**Exercise**
Copy the records word for word, starting at the first line and stopping after the line that contains "[(440, 1206), (285, 619)]", with that line included.

**Provided information**
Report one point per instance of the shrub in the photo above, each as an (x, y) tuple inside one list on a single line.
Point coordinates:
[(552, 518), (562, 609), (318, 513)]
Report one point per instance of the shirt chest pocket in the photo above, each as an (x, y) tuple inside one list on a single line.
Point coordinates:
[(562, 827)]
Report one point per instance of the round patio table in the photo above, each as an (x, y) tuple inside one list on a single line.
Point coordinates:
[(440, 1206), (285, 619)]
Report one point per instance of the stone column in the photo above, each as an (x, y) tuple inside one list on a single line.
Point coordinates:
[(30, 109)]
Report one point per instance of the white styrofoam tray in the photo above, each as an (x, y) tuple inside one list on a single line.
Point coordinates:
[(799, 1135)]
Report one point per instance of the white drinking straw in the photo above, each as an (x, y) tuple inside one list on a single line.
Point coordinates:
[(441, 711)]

**Reply to the exercise**
Report one point per instance of the shrub in the photo above, each as an (x, y) tuple inside one list on a single line.
Point coordinates:
[(552, 518), (562, 609), (318, 513)]
Report one point per instance of the shirt chest pocket in the photo above, each as an (x, y) tuple inside one list on a single line.
Point coordinates:
[(562, 827)]
Report one point per instance of the round patio table in the photo above, each as an (x, y) tuple inside one list on a single line.
Point coordinates:
[(440, 1206), (285, 619)]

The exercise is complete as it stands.